EXERCISE REQUIREMENTS:
Send back the records in full, character for character.

ROWS:

--- BEGIN ---

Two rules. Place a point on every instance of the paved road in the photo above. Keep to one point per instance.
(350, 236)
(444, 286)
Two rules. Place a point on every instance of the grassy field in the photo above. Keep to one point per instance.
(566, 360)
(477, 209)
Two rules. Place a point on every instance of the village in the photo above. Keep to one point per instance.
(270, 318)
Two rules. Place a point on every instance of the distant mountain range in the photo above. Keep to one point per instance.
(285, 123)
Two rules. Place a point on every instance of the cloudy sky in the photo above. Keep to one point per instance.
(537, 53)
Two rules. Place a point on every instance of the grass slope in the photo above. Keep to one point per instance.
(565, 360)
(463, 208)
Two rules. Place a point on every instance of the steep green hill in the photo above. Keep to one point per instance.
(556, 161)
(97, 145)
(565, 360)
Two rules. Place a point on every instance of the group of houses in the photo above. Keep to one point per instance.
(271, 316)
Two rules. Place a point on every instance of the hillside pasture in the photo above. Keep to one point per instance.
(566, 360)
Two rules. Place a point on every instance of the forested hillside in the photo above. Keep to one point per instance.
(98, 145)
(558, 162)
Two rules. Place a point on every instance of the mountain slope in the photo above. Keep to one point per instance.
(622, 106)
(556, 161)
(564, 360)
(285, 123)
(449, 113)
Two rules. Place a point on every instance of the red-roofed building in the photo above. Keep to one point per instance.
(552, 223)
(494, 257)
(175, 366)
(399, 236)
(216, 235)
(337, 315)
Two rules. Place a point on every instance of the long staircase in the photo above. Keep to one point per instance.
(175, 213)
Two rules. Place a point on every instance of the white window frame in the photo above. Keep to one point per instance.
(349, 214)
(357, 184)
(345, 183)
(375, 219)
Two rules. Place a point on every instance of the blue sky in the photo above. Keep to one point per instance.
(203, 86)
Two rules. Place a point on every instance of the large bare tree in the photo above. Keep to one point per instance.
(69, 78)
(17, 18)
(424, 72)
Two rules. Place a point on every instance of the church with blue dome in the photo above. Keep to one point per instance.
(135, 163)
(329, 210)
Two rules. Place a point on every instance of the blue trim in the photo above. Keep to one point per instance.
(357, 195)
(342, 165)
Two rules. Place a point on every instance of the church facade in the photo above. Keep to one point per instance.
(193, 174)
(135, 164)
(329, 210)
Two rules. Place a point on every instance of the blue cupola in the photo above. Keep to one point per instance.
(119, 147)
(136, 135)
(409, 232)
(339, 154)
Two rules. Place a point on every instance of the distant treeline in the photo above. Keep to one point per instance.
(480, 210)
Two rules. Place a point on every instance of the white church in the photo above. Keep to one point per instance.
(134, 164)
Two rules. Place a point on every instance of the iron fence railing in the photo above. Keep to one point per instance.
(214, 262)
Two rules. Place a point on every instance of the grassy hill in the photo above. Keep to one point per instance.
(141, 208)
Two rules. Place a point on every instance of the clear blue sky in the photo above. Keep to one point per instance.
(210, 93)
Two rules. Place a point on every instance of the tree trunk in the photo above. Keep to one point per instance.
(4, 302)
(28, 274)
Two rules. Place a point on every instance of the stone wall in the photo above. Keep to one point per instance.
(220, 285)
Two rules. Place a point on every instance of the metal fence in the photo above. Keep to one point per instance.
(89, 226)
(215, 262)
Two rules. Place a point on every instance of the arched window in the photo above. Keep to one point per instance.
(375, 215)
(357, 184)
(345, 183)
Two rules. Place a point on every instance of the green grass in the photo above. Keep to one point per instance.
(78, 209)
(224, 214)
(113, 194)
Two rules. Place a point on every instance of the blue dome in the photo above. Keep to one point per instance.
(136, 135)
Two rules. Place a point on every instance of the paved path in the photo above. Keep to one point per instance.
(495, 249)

--- END ---

RESPONSE FOR THIS EXERCISE:
Two rules. Place a point on every instance of the paved road in the photo above. Keep to one point per instance.
(350, 236)
(444, 286)
Two rules. Place a point on every instance of the grassy field in the photo above. Keep to one point per instance.
(566, 360)
(477, 209)
Two rules. Place a point on every instance of the village in the photo above. Keep to one point per instance.
(270, 318)
Two rules. Place a point on every instance of the distant mountain range in the photo above. Keep to one point per instance.
(285, 123)
Two rules. Place a point on every instance of the cloudy sky in the photo above. Keep to one point per instance.
(537, 53)
Two rules. Place a point on every instance of the grass slope in the photo above. Keep to one point per instance.
(565, 360)
(463, 208)
Two rules. Place a point on every instance of the steep green hill in the photo above. Keep to one point per instance.
(556, 161)
(97, 145)
(565, 360)
Two rules. Place a point on every instance of the group of houses in the photo above. Keep to one point per instance.
(271, 316)
Two rules. Place a point on every instance of the hillside pasture in the photo above. Keep to one point per instance.
(566, 360)
Two rules. Place a point on every instance of the forested hillside in the photo above. Keep to one point per instance.
(98, 145)
(558, 162)
Two rules. Place a point on every instance of the mountain slope in the photo above. Keep to one point per instance.
(622, 106)
(556, 161)
(564, 360)
(285, 123)
(449, 113)
Two rules. Place a point on every instance of the red-roofed building in the photo above. Keep to one point per instance.
(552, 223)
(494, 257)
(175, 366)
(399, 236)
(216, 235)
(337, 315)
Two rules. Place a point on every instance of the long staircase in the photo above. Keep to one point per instance.
(175, 213)
Two rules. Place a point on every instance of the white window frame in the photo above. Keep to one point per instance.
(349, 214)
(357, 184)
(345, 183)
(375, 219)
Two rules. Place a point on every instance of the blue sky in the photo above. Keep to one point per instance.
(203, 86)
Two rules. Place a point on every instance of the large bare tree in the photo above. Keep to one point per instance.
(69, 78)
(17, 18)
(424, 72)
Two rules. Place a point on every instance of the church with blue dome in the photo above. Keep to one point per instance.
(135, 163)
(329, 210)
Two rules. Place a point on every instance of the blue trim in the photo above. Keep to one point per instance.
(357, 195)
(342, 165)
Two rules. Place a point on every instance of the church facade in the photo above. Keep to one point per instance.
(193, 174)
(135, 164)
(329, 210)
Two rules. Place a point on every instance of the blue cupola in the photo above. Keep to one point per instance.
(119, 147)
(136, 135)
(409, 232)
(339, 154)
Two rules. Place a point on every instance of the distant treeline in the photo above. Keep to one point per instance.
(480, 210)
Two rules. Place a point on every instance of the white church in the photo above. Keep to one point per instance.
(134, 164)
Two rules. Place a point on every instance of the iron fence railing in the photo above. Keep to one point per instance.
(214, 262)
Two rules. Place a point on every instance of the grassy hill in the photo above. Keep to one point per instance.
(141, 208)
Two rules. Place a point on every instance of the clear blue sky in the photo above. Keep to one point per instance.
(210, 93)
Two rules. Place a point on every instance of the tree trunk in the photo above. Keep to one point per instance.
(4, 302)
(28, 274)
Two rules. Place a point on every instance of the stone wall in the photo above. Keep to one point per instance.
(220, 285)
Two rules. Place a point on every instance of the metal fence in the photo above. Keep to one point per instance.
(89, 226)
(215, 262)
Two rules. Place a point on every instance of the arched window in the photo above. Keep to one point per instance.
(375, 215)
(357, 184)
(345, 183)
Two rules. Place a point on every instance of the green grass in the photo above. Keep to one point per instance.
(78, 209)
(224, 214)
(113, 194)
Two rules. Place a point on every instance of the blue dome in the photo above. Keep to one point per instance.
(136, 135)
Two rules. Place a point on every instance of the paved path in the photo above. Keep to one point per instance.
(495, 249)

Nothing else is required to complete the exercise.